Aim
Translate this sentence from the aquarium forum thread below into Spanish: "One of the things I love about planted tanks is the way they evolve."

# Dexter got a new crib!



## Emilioepo (Sep 13, 2019)

Hey guys! 

Hope everyone is doing well!

I finally got dexter his new set up and wanted to share with you since a lot of members helped me with advice etc.

specs: 

tank: UNS 5N
Filter: hob azoo 10
heater: freesea
light: nicrew full spectrum
substrate: seachem black 
Co2: no
fert: niloc thrive / root tabs

plants: 
anubias
bucephalandra
frog bit
crypts
monte carlo 
alternathera
ludwigia 
java ferm
xmas moss
s repens 
2 types of rotala 

It is my first heavily planted tank I know some plants may succeed other may fail but it's about trial and error. I'm sure that in the next month or so I will know the answer lol.


----------



## ARLETA (Oct 16, 2019)

It's really beautiful. Your betta must be happy!


----------



## Old Dog 59 (Nov 11, 2018)

That tank is beautiful and your plant choice is really very good. Your right you may lose some along the way but for the most part I think they stand a very good chance. I recommend the use of flourish once every two weeks to keep them fed. Dexter looks so happy in that tank. As in AHHHHH yes this is all mine.


----------



## Emilioepo (Sep 13, 2019)

thanks guys! 

OD will do that with the flourish

Ill post an update like in a month or so


----------



## OrchidxBetta (Mar 18, 2016)

Fantastic upgrade! Where is Dexter's favorite place to hang out? He looks great.


----------



## bluesamphire (Nov 20, 2018)

It looks great, and the plants will all grow and bush out and transform it over time.
One of the things I love about planted tanks is the way they evolve.


----------



## Old Dog 59 (Nov 11, 2018)

bluesamphire said:


> It looks great, and the plants will all grow and bush out and transform it over time.
> One of the things I love about planted tanks is the way they evolve.

Provided material
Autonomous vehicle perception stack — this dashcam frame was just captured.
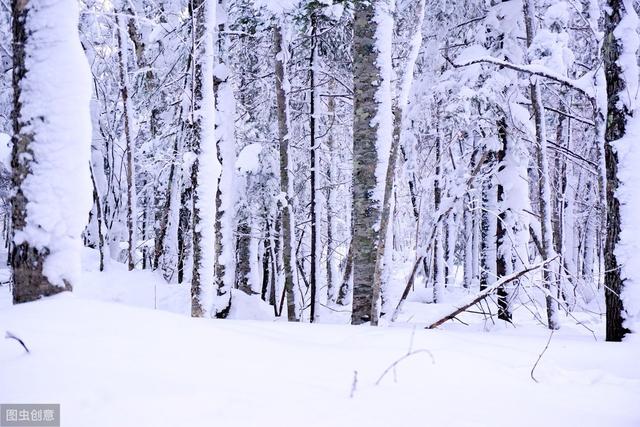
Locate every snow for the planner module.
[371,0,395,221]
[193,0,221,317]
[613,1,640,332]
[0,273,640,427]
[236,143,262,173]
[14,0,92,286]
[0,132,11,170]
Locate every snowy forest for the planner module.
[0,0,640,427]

==

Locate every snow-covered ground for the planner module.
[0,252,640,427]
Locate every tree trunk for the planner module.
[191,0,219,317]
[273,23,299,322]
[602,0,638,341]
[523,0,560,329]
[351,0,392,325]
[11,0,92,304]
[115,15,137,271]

---

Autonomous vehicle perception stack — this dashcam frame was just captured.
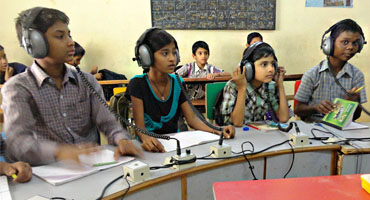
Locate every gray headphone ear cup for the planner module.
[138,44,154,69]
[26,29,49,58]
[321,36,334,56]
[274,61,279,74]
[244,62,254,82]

Answer for the task
Una de las cosas que me encantan de los acuarios plantados es la forma en que evolucionan.